- **WRITTEN REQUEST**
Return every line of the entries that contains the word "plastic", matching case exactly.

++++++

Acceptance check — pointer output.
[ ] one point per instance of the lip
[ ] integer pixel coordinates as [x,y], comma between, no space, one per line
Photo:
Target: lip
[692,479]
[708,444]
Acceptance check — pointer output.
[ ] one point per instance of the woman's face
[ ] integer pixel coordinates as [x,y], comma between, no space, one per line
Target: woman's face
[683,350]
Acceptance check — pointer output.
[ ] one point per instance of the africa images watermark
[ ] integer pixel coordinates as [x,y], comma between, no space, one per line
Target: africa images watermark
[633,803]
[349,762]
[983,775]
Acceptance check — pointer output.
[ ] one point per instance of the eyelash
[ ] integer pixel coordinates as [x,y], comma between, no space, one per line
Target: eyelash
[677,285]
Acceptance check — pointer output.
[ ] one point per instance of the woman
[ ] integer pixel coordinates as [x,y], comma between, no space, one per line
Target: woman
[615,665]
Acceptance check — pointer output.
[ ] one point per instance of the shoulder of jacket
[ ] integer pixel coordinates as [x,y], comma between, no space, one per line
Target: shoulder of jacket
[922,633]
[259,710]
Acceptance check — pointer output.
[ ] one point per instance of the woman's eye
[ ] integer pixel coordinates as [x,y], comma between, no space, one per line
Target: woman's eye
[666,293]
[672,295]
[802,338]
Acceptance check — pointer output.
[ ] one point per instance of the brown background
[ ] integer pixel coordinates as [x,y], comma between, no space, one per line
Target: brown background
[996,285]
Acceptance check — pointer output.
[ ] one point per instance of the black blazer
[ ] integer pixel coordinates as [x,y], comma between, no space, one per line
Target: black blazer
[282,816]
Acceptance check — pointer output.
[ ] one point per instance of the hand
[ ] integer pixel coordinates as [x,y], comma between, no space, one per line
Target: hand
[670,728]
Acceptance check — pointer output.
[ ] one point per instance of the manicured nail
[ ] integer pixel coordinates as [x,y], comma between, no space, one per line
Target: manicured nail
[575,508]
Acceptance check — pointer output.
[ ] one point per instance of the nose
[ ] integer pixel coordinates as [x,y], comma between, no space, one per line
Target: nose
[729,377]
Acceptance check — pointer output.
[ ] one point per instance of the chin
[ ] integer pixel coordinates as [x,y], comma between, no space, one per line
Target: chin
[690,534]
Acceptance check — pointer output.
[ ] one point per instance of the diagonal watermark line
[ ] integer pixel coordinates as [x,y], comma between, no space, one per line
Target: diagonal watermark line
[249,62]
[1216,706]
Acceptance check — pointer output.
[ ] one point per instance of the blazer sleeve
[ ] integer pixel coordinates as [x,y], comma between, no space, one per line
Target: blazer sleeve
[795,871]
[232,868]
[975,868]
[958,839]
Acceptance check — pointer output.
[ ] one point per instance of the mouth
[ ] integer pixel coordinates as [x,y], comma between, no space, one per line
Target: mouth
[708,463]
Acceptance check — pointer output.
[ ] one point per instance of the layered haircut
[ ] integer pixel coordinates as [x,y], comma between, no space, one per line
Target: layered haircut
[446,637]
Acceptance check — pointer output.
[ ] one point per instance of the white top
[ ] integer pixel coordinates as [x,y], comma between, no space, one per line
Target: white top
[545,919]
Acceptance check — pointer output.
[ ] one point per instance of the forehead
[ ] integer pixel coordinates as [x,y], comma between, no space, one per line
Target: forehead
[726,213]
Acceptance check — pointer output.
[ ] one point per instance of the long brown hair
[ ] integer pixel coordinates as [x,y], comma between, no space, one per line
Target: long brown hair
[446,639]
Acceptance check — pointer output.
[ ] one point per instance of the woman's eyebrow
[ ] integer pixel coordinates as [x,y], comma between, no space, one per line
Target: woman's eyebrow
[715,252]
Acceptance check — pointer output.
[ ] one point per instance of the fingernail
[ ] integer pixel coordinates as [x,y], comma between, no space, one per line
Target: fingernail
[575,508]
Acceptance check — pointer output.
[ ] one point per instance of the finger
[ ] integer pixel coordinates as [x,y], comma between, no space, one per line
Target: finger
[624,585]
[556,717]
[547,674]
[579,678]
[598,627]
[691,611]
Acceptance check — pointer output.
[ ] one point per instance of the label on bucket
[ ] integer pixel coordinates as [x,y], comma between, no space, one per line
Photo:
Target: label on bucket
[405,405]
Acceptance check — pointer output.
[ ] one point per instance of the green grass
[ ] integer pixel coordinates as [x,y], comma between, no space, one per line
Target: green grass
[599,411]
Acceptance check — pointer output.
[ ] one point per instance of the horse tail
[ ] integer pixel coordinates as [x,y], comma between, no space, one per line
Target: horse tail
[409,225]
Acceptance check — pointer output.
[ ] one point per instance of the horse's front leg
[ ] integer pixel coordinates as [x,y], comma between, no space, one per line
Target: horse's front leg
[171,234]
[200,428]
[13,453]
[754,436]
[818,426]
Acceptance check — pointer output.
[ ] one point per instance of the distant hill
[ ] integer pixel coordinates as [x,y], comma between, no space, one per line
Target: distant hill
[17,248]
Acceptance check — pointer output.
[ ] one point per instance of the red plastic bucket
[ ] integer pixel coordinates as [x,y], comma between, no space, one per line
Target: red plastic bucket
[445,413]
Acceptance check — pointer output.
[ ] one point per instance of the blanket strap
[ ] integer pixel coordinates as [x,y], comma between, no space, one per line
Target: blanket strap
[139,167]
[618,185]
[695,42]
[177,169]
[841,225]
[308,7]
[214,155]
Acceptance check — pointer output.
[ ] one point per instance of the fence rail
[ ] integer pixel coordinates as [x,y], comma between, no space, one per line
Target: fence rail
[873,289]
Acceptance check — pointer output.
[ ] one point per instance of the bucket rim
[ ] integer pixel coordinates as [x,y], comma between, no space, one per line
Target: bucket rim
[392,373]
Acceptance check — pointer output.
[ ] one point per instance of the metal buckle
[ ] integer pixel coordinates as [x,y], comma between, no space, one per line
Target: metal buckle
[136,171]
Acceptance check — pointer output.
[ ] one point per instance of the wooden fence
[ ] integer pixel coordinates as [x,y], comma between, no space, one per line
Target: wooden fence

++++++

- **WRITTEN SOLUTION**
[ ] one point per instance of the red plastic bucket
Target: red plastic bucket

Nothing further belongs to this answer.